_TEXT_:
-------
Minneapolis Sick/Safe Leave Law Update
In May 2016, the City of Minneapolis passed a highly-publicized ordinance requiring most employers to provide paid sick and safe leave for many employees. The ordinance resurfaced in Minnesota headlines this week when a Hennepin County judge prevented the City from enforcing the ordinance against nonresident employers when it goes into effect in July.
Recap: The ordinance
Minneapolis Ordinance No. 2016-040 requires employers to provide their employees with 1 hour of paid sick/safe leave for every 30 hours worked, with annual caps and some rollover. Leave can be used for various illness- or safety-related events, including illness of an employee or family member and school closings. The effective date is July 1, 2017.
The ordinance’s most controversial provision was its expansive scope. Paid leave was mandated for all employees who worked at least 80 hours in Minneapolis per calendar year. In practice, this provision included vast numbers of nonresident, out-of-state, and even foreign businesses.
Lawsuit and request for injunction
In October 2013, a coalition including the Minneapolis Chamber of Commerce and several businesses sued the City of Minneapolis. The coalition sought to invalidate No. 2016-040, arguing that the ordinance was preempted by state law and overreached municipal power. The case is currently pending in Hennepin County. In the meantime, the coalition requested an injunction to prevent the City from enforcing the ordinance against employers until final resolution of the case, which could take months or even years.
The decision on the injunction
On Thursday, January 19, the Court granted a partial injunction. The injunction forbids the City to enforce the ordinance against employers who don’t reside within City boundaries. In other words, the court agreed with the coalition that the ordinance overreached municipal power with regards to nonresident employers. However, the order doesn’t apply to resident employers.
The Court’s analysis: Why the ordinance only applies to Minneapolis employers
Traditionally, cities can’t regulate things outside their boundaries.1 Ordinances that violate this rule are “extraterritorial.” The test for whether an ordinance is extraterritorial involves whether the ordinance attempts to prevent a harm that would occur within the municipality’s borders.
In this case, the Court found that the harm to be prevented was the public health threat posed by employees who show up sick to work. However, that harm could occur virtually anywhere – nothing in the ordinance ensures that the employee’s workplace is in Minneapolis. Per the Court, this lack of nexus to Minneapolis gave the ordinance an “extraordinary reach” unjustified by Minnesota law.
The Court acknowledged that within the City’s boundaries, the ordinance was a valid regulation to minimize the spread of disease. Accordingly, the ordinance can be enforced against employers who reside in Minneapolis.
No finding of preemption
The Court rejected the preemption arguments, finding that the ordinance did not conflict with current state law and that state law did not so fully occupy the field of private-employer-provided paid leave as to evince an intent to foreclose municipal regulation in this area.
What the decision means
For Minneapolis-resident employers, the ordinance will still be effective July 1, 2017. For nonresident employers, the ordinance can’t be enforced for now. When the case reaches final resolution, the ordinance may be upheld, overturned, or modified.
This ruling could spell trouble for the City of St. Paul, which enacted a virtually-identical ordinance in September 2016, including purported applicability to all employees who work 80 hours per calendar year in St. Paul. Based on the Minneapolis ruling, there may be challenges posed to the St. Paul ordinance in the near future.
-------
_TASK LIST_:
1) List every section heading in the Minneapolis leave article, not counting its title.
2) Please set down, word for word, the stretch of the Minneapolis leave article from "The decision on" through "the municipality’s borders.".
The rows play no part in any of this.

Extracted data entries
-------
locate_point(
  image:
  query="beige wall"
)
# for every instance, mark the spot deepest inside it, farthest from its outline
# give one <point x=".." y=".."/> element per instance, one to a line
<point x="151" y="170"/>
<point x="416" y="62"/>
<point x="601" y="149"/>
-------
_RESPONSES TO THE EXERCISE_:
1)
Recap: The ordinance
Lawsuit and request for injunction
The decision on the injunction
The Court's analysis: Why the ordinance only applies to Minneapolis employers
No finding of preemption
What the decision means

2)
The decision on the injunction
On Thursday, January 19, the Court granted a partial injunction. The injunction forbids the City to enforce the ordinance against employers who don’t reside within City boundaries. In other words, the court agreed with the coalition that the ordinance overreached municipal power with regards to nonresident employers. However, the order doesn’t apply to resident employers.
The Court’s analysis: Why the ordinance only applies to Minneapolis employers
Traditionally, cities can’t regulate things outside their boundaries.1 Ordinances that violate this rule are “extraterritorial.” The test for whether an ordinance is extraterritorial involves whether the ordinance attempts to prevent a harm that would occur within the municipality’s borders.